# Supplied entries:
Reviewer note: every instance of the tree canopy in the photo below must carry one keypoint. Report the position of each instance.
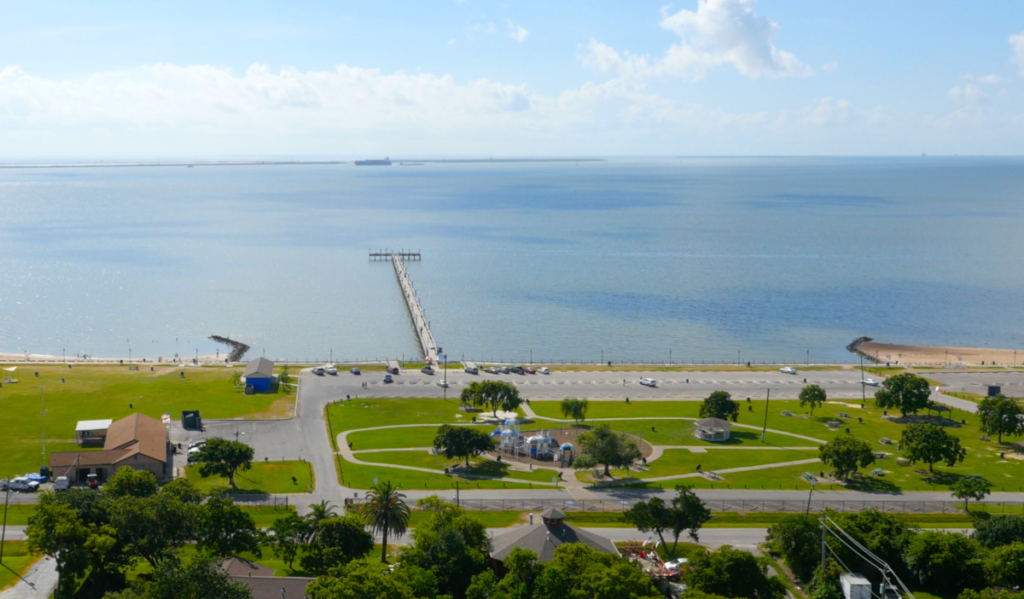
(492, 394)
(906, 392)
(720, 404)
(1000, 416)
(462, 441)
(812, 395)
(845, 454)
(223, 458)
(931, 443)
(603, 445)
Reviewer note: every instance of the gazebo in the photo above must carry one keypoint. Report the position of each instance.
(713, 429)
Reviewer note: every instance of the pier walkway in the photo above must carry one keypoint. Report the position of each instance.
(420, 326)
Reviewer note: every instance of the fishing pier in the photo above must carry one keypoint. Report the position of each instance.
(420, 325)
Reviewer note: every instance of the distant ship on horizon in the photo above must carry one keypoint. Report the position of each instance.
(385, 162)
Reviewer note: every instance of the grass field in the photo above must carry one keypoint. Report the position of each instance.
(15, 562)
(263, 477)
(983, 457)
(90, 392)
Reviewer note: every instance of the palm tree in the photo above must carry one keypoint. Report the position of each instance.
(318, 513)
(385, 511)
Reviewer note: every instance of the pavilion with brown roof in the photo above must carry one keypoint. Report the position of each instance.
(137, 441)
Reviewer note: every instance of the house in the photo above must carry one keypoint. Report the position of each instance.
(261, 581)
(137, 441)
(713, 429)
(543, 539)
(91, 432)
(259, 374)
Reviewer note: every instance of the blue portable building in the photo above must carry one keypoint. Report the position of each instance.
(259, 374)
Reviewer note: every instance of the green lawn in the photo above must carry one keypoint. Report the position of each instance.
(264, 477)
(91, 392)
(15, 562)
(420, 436)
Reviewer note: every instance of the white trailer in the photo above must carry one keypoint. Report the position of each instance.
(855, 587)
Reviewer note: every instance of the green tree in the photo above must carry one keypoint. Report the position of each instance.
(602, 445)
(931, 443)
(906, 392)
(720, 404)
(733, 573)
(462, 441)
(130, 482)
(812, 395)
(944, 561)
(289, 535)
(361, 581)
(200, 578)
(340, 541)
(453, 546)
(971, 487)
(998, 530)
(576, 409)
(385, 512)
(494, 394)
(578, 571)
(798, 540)
(1005, 566)
(1000, 416)
(223, 458)
(224, 528)
(845, 454)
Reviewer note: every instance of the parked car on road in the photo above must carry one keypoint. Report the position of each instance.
(19, 483)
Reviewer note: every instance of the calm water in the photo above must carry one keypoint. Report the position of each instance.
(626, 259)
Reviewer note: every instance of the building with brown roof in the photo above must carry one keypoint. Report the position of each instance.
(137, 441)
(543, 539)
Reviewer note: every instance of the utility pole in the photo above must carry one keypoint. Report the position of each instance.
(764, 429)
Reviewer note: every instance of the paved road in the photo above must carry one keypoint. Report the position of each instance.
(597, 385)
(38, 583)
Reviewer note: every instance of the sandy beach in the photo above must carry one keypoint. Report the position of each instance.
(943, 355)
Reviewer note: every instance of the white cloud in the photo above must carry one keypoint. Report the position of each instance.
(985, 79)
(719, 32)
(1017, 42)
(517, 32)
(969, 94)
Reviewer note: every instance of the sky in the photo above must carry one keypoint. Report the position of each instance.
(432, 78)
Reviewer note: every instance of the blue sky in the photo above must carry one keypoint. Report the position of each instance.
(571, 77)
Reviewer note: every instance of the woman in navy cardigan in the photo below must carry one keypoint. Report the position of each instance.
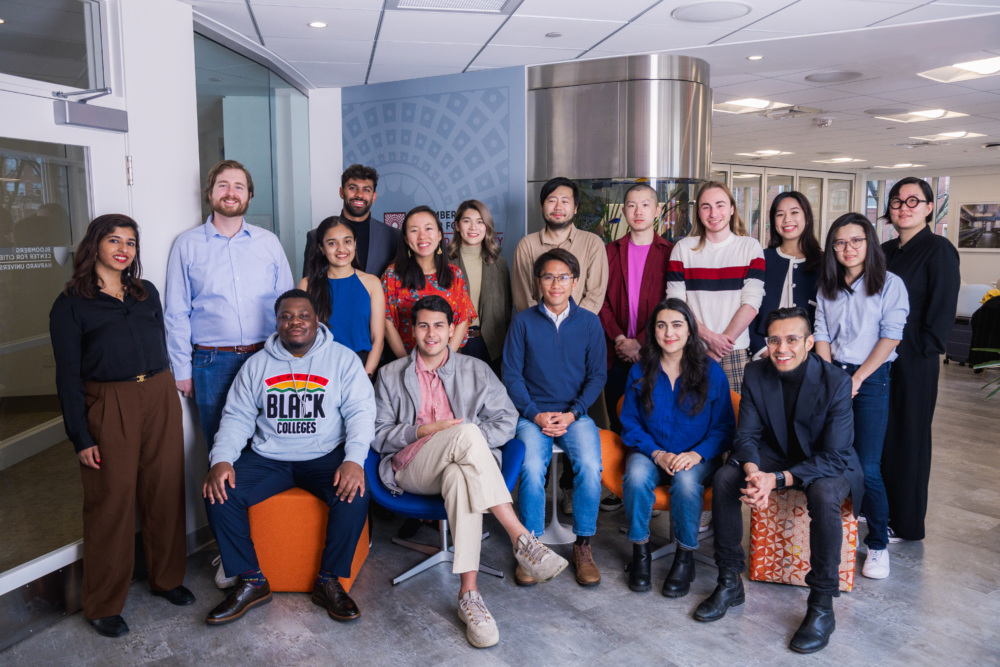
(791, 264)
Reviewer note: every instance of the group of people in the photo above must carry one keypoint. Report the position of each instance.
(435, 355)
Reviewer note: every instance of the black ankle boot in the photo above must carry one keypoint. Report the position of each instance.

# Task requirements:
Repeat the full listing above exactly, with no pictures in the copy.

# Final result:
Reviewer note: every instance of the tree canopy in the photo below must carry one keypoint. Report the position of each instance.
(492, 394)
(906, 392)
(720, 404)
(1000, 416)
(462, 441)
(812, 395)
(845, 454)
(223, 458)
(931, 443)
(603, 445)
Reviewer note: every instance of the gazebo in the photo above must carry one keypoint. Report the position of each instance.
(713, 429)
Reviewer note: every instance of the pier walkway in the photo above must carry one keypoint. Report the position of each instance.
(420, 326)
Reviewer note: every instance of the fishing pier in the photo above must carry one keypoint. Report the position of each instance.
(420, 325)
Reviewer note: every instance of the distant ship on horizon in the photo above must carry one keypoint. Report the position of each instance.
(385, 162)
Reviewer note: every instance of the grass field in the photo above must carry one keypoint. Report the position of each instance.
(15, 562)
(263, 477)
(983, 457)
(90, 392)
Reviewer note: every instance of the palm tree in the photo above must carry one keypoint. Report the position of each instance.
(318, 513)
(385, 511)
Reviewer note: every instance of the pavilion with brown roof in the photo above must carry one keypoint. Report the position of each instance.
(137, 441)
Reviewer note: every instance of the house in the photo above must carry one keypoint. Report the position of each instance.
(261, 581)
(137, 441)
(713, 429)
(543, 539)
(91, 432)
(259, 374)
Reviewer note: every instance of the blue portable building in the photo above must carry one keypoint. Report the position of each instance.
(259, 374)
Reviewer note: every instance of the green lawn in the photo above must carry one keypoint. Report the position of each instance.
(264, 477)
(91, 392)
(15, 562)
(420, 436)
Reviewer note: every instance of the white trailer in the photo above must carry one keypoint. Report the position of each instance.
(855, 587)
Reviewer note: every instance of the green tree in the photo above must carry one keypoint. Report the position of each instance.
(602, 445)
(931, 443)
(906, 392)
(720, 404)
(733, 573)
(462, 441)
(130, 482)
(812, 395)
(944, 561)
(289, 535)
(361, 581)
(200, 578)
(340, 541)
(453, 546)
(971, 487)
(998, 530)
(576, 409)
(385, 512)
(494, 394)
(578, 571)
(798, 540)
(1005, 566)
(1000, 416)
(223, 458)
(224, 528)
(845, 454)
Reviewer note: every instance of the parked car on road in the photo above must carry one keypoint. Report the position of each instance.
(19, 483)
Reviewer note: every instance of the calm water in the photo above must carry one keypoint. Report the position of each instance.
(626, 259)
Reviewer note: every instance of the building with brown roof in the photo above must carry one keypoint. Report the position of each instance.
(137, 441)
(543, 539)
Reviewer note: every instance of the utility pole in the photo above must carry one keypoint. Report the position of each instance.
(764, 429)
Reviewer note: every instance of the paved road in the photo above must carry one keypoint. Report the position of each instance.
(597, 385)
(38, 583)
Reviewer note: every instance of the sandy beach in the photo above must carry one keypoint. Report the position of each instance.
(943, 355)
Reviewer note: every instance of the white cloud in the photo above must carry one keypoint. Report the position of each instance.
(985, 79)
(719, 32)
(1017, 42)
(517, 32)
(969, 94)
Reviewer note: every instance of the sky in the photo above must carry one keypoint. Report the position of each instance.
(432, 78)
Reviewer note: every instance of the blue sky in the photo above must carry one keypoint. Report the position of each instance.
(571, 77)
Reviewer note: every instance of the woman in navy cardigan in the photo below must carry one keypoint. Report the position of each instance.
(791, 264)
Reviewer note: every instance of the group of people in the photo above must carry one keypoint. Report the position of each instance.
(435, 355)
Reviewer note: every instance of the black ankle boot in the photo above must carry one keypoint. Report the position of each instance.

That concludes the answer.